• [Text provided]
— BEGIN —

Communication Center  Conference  Projects Share  Reports from the Field Resources  Library  LSC Project Websites  NSF Program Notes
 How to Use this site    Contact us  LSC-Net: Local Systemic Change Network
Newsclippings and Press Releases

LSC Reference Materials

LSC Case Study Reports

Annual Report Overviews

Summer Workshop Plans

Newsclippings and Press Releases


Perry instructor explores the science of teaching

submitter: Jane Hazen Dessecker
description: This article was published in the Akron Beacon Journal, March 27, 2001. You can read this article at
published: 03/27/2001
posted to site: 03/30/2001

Perry instructor explores the science of teaching

Canton award finalist enjoys learning process while guiding others


Beacon Journal staff writer


Elizabeth Martin considers herself more a learner than a teacher.

That's part of the reason she moved from elementary to middle school, so she could teach the same subject -- science -- six times a day. "It gives me a better depth of understanding,'' she said. "And it's never the same from one class period to the next.''

Martin, who is in her second year at Paul F. Pfeiffer Middle School and her 23rd year of teaching, is one of five finalists for the Canton Regional Chamber of Commerce Teacher of the Year award. The winner will be announced April 10.

Martin said she learns even more since adopting a new method of teaching. She took two weeks of intensive training last summer to learn the FAST (Foundational Approaches in Science Teaching) curriculum, a two-year program in which the textbook supplements the experiments instead of the other way around.

Martin says she "got hooked on hands-on science'' when Perry schools adopted the SEEDS program. Short for Science Education Enhancing the Development of Skills, SEEDS was funded by a $3 million grant from the National Science Foundation that was designed to bring "systemic change'' to the way science is taught in kindergarten through sixth grade in Stark County schools.

— END —

• [Written request] How does the article about the Perry science teacher go on? Write the next part of it, picking up after its final sentence.

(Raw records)
— BEGIN —

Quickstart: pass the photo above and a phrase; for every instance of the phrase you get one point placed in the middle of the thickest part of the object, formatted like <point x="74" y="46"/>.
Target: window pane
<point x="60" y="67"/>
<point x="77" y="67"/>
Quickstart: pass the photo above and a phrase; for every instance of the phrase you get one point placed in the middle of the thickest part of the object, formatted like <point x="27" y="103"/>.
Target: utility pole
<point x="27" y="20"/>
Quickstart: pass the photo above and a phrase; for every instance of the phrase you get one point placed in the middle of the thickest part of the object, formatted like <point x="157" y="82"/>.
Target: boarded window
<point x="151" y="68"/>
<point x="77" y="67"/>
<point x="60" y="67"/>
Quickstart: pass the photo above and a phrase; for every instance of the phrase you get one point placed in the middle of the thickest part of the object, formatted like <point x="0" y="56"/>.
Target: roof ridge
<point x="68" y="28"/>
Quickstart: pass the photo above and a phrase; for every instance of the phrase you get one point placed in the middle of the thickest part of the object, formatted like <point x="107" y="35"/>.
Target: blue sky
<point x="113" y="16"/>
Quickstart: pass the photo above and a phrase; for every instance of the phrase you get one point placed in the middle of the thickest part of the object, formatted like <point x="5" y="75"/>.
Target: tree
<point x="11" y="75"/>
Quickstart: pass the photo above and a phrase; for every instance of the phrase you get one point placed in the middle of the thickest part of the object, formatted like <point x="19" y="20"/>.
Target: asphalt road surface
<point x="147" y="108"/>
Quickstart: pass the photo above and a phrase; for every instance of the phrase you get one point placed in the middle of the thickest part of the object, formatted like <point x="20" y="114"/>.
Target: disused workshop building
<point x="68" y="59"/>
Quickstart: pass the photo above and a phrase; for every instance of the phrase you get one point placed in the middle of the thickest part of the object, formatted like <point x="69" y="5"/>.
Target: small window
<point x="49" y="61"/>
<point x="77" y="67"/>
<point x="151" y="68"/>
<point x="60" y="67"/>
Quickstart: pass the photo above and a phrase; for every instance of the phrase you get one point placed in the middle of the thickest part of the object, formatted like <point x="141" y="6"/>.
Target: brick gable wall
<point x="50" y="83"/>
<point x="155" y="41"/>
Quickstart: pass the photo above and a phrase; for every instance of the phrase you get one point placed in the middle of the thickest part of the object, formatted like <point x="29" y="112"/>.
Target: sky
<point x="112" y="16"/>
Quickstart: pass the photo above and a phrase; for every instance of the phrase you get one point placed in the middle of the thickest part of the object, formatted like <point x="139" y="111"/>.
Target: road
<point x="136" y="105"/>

— END —

• [Response for this exercise]
In 1999, a $1 million grant from the National Science Foundation funded SATURN (Science and Technology for Understanding, Research and Networking) to bring hands-on science to Stark County's middle schools and high schools.

The theory behind both SEEDS and SATURN is that pupils retain more when the learning is fun and they can discover scientific principles themselves.

When pupils "just read from a book and memorize what they need to know for the test,'' much of the learning evaporates as soon as the exam is over, Martin said. Her seventh-graders learned yesterday that hands-on science sometimes gets on more than just your hands.

"I was holding this and she pushed that, and it just exploded -- everywhere," said Courtney Saint-Amand as she wiped water droplets from her safety goggles.

Using beakers, tubes and syringes, the pupils found that with a little pressure in the right places, air can flow from one place to the other, just like water.

They also learned that with a lot of pressure in the wrong places, air can make water flow onto them.

Courtney said Martin's philosophy of learning by discovery works better for her than conventional methods of teaching.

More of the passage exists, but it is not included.